Pick up the article on day game openers after its last sentence and keep writing it.
Segment Start: PAGE EXCERPT
Last week I wrote an article entitled Why Day Game Is The Secret Sauce You Need to Consistently Meet and Attract Women. In it, I introduced the concept of day game, explained its benefits in comparison with night game, talked about reasonable expectations you should have going in and the kinds of skills you’ll need to get good. This week I go deeper into the topic by discussing “openers”—what you should actually say when talking to a woman you’ve never met for the first time—and tackle the age old question of whether it’s better to go direct or indirect.
What Is An Opener?
Picture the scene. It’s 11:30 am and you’ve just snuck out of the office to walk around the block and clear your head after staring at spreadsheets for the last three hours. As you head for the coffee shop on the corner, in your peripheral vision you register a vision of beauty—long hair, slim waist, and tapered legs revealed by a short pencil skirt. You turn to look at the girl. Indeed, her face is as beautiful as you had intuited. You feel a strong biological pull, right down at the level of DNA. Ancient forces are drawing you towards her. But fear roots you to the spot. You could never simply just go and talk to a girl like that. After all, what would you say?
You pause for a second, observing her as she passes. And now the moment has gone, as it always does. Regretful and a little sad, you go to pick up your latte before returning to your desk. I suspect that all of us have encountered something like this at least once in our lives. For me, memories of girls who “got away” can linger for months, sometimes years afterwards. But what causes our reticence in these situations? In my view it is a combination of fear and lack of an opener—that is, something to say to a stranger without coming across as weird or creepy.
First a quick note about fear. Due to ancient bio-evolutionary factors that are of very little relevance in the twenty-first century, the sight of an exceptionally attractive women appears to instill a “fight or flight”-style mentality in most men that prevents them from approaching her. While this is instinctual and beyond our control, it is also completely unnecessary and counterproductive. As Roosh notes in Day Bang, a 100,000-year old impulse designed to protect us from dangerous enemies and predators has little use on today’s dating scene. Think about it—if you go up and talk to that cute girl in the gym, what is the worst that can happen? Probably that you will have a few second’s innocuous chit-chat and then she’ll politely excuse herself and go back to what she was doing before.
Segment End: PAGE EXCERPT
Segment Start: SUPPLIED ENTRIES
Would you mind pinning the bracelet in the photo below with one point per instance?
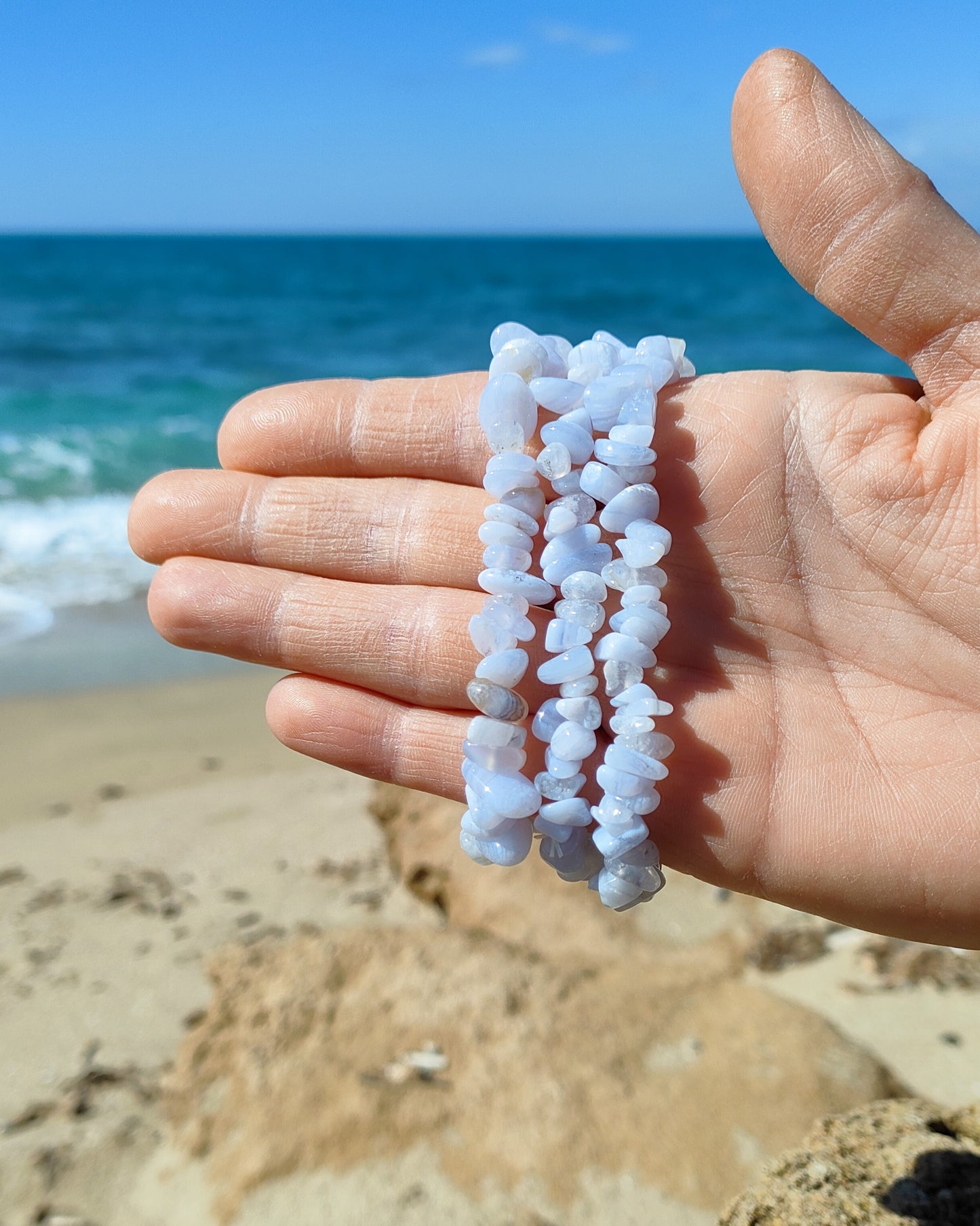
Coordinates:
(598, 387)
Segment End: SUPPLIED ENTRIES
Segment Start: SUPPLIED ENTRIES
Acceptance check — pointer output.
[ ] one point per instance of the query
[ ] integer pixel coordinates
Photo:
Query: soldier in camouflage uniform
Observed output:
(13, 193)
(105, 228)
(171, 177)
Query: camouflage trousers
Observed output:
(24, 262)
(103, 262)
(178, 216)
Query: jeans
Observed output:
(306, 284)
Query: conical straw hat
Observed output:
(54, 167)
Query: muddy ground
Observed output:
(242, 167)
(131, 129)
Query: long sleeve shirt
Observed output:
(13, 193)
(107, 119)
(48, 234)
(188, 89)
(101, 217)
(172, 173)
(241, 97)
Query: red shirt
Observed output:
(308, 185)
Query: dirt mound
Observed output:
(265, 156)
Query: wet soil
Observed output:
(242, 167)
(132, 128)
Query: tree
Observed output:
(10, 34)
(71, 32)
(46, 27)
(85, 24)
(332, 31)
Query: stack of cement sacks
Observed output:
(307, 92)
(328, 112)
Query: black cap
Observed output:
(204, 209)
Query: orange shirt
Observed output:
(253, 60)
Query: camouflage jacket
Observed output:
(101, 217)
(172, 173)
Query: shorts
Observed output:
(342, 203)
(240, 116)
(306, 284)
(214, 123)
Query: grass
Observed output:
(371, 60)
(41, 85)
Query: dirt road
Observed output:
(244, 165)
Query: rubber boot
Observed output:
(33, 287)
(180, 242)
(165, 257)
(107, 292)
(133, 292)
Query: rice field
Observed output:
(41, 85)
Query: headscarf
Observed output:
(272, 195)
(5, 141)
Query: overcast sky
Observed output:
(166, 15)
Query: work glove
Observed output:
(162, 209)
Segment End: SUPPLIED ENTRIES
Segment Start: SUPPLIED ENTRIES
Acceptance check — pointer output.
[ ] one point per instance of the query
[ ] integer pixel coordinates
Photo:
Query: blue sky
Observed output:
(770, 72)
Segment End: SUPPLIED ENTRIES
#### WRITTEN REPLY:
It’s hardly armageddon, is it?
Still, approach anxiety can be challenging, and for some completely destabilizing, at least at first. Really the best way through is simply to “feel the fear and do it anyway”, but Roosh has some great visualization tips in Day Bang that have really helped me over the years.
Now we come on to the meat of the topic—the opener. What exactly do you say to an attractive woman you’ve never met before but would like to get to know when she’s walking down the street, picking up her dry cleaning, or browsing the philosophy section of the local book store? In essence there are only two ways you can go, direct or indirect.
A direct approach means that you go up to the girl and make plain your romantic and sexual interest in her. An indirect approach is where you go up and talk about something else—usually something situational—as a means to initiating a conversation and hopefully getting her phone number in the process.
Direct and indirect each have their good and bad points. In the next sections I give you examples of both methods as well as discussing their advantages and disadvantages. Be aware, though, that there is significant debate among men about which approach is better. Only you will know what works best for you depending on your aptitudes and the particular situation in which you find yourself.
A direct opener is when you walk right up to a girl you’ve never met before and make your intentions plain immediately. Examples of direct openers I’ve used are: “Hey, you’re beautiful. [Holds hand out to shake] I’m Troy”; or “I noticed you walking by—you’re really cute so I had to come over and say hi.”
Advantages: There’s something very masculine about being unashamed and open about your intentions and desires. A man who has the balls to walk right up to a woman sober and tell her he thinks she’s hot is rare, and therefore attractive. Just by making the approach you’ll go up a couple of points in her estimation, particularly if you give the impression that this is something you’ve done before with good results. It also has the benefit of separating the wheat from the chaff—you will very quickly filter out time-wasters and it’s very difficult to get put in the friend zone when you’ve made your interest explicit in this way
Disadvantages: Direct is a high-risk, high-reward strategy. If a girl is even a little favourable to your look or vibe and you approach her directly then it will blow her away, and you’re likely to get a phone number and a date out of it. But other girls may reject you right off the bat, whereas had you gone in a little more “under-the-radar” with indirect you would have had time to build up the attraction over a longer period.
Approach a girl in whom you are interested and talk about any other topic apart from the fact that you are attracted to her and you’re opening indirectly. In day game encounters, indirect openers tend to be situational. So you might for example ask a passing girl where the nearest pet shop is, or how to get to the train station as a way of initiating a conversation.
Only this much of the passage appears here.